But colleges don’t have women’s baseball teams, and high schools don’t. Ninety-nine percent of girls who like to play baseball have been driven to other sports by age 12. It’s hard to see how a woman can wind up in the major leagues under those conditions.
Q: Do you feel, given the right personnel, that some teams should try a four man rotation. If not, why not? If so, which team do you think is best suited and why?
A: I think it is plausible that that could happen and could succeed. I would explain my feelings about it this way: that between 1975 and 1990, two changes were made to reduce the workload of starting pitchers in an effort to reduce injuries. First, we switched from a four-man to a five-man rotation. Second, we imposed pitch-count limits on starting pitchers, starting at about 140 and then gradually reducing that to about 110.
I think it is clear that at least one of those changes was unnecessary, and accomplished nothing. It is possible that both of them were unnecessary and accomplished nothing, but the better evidence is on the side of the pitch limits. I think it is possible, based on what I know, that the starting rotations could go back to four pitchers with no negative consequences.
Q: Is clutch hitting a repeatable/retain-able skill?
A: I don’t know.
Q: Shouldn’t in-game strategic decisions be made by a computer? Or, more to the point, isn’t there always a correct choice?
A: It is totally impossible to isolate the correct strategic choice in almost all real-life situations, for the simple reason that all real-life strategic situations involve dozens of variables, many of which have not been thoroughly tested by trial. People who think that they know when a manager should bunt and when a manager should pitch out and when a manager should make a pitching change are amateurs. People who have actually studied these issues know that the answer disappears in a cloud of untested variables.
Q: I enjoyed your article in Slate last week about judging when a basketball game is “over.” Surely you must have a similar metric for baseball?
My friends and I attend baseball games often, and our rule is this: when the lead is greater than the number of half-innings left, it’s “over” and there is no shame in leaving. I think this rule is less fail-safe than your basketball one, but at least it’s easy to remember and calculate. How do you decide when a lead in baseball is insurmountable?
=-=-=-=-=
Task details:
According to the baseball Q&A, what pitch-count limit were starting pitchers first held to, and what was it gradually reduced to? The listing plays no part in this exercise.

(Image-backed grounding listing)
=-=-=-=-=
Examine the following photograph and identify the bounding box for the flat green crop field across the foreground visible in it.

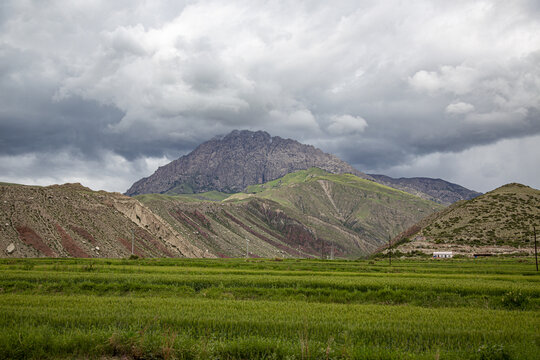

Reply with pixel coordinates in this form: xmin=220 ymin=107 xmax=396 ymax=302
xmin=0 ymin=258 xmax=540 ymax=359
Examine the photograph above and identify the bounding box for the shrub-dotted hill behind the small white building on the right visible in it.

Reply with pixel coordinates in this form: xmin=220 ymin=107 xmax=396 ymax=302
xmin=393 ymin=183 xmax=540 ymax=254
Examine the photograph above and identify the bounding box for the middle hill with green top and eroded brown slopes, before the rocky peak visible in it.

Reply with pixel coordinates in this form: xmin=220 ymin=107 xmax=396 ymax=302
xmin=136 ymin=168 xmax=442 ymax=258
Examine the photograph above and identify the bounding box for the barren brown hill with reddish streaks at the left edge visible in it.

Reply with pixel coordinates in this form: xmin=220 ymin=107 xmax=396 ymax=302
xmin=0 ymin=183 xmax=208 ymax=258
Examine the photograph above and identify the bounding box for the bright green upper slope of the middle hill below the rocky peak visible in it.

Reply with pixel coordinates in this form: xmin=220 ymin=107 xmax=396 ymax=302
xmin=227 ymin=169 xmax=443 ymax=242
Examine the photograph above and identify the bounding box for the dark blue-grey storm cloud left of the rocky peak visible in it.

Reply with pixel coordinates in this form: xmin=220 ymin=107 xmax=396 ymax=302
xmin=0 ymin=46 xmax=197 ymax=160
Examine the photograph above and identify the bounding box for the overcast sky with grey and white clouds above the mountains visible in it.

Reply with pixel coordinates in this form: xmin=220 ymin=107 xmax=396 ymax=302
xmin=0 ymin=0 xmax=540 ymax=192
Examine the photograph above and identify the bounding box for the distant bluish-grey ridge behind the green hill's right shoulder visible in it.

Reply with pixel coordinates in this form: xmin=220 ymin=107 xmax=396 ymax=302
xmin=369 ymin=174 xmax=482 ymax=205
=-=-=-=-=
Exercise answer:
The limit started at about 140 pitches and was gradually reduced to about 110.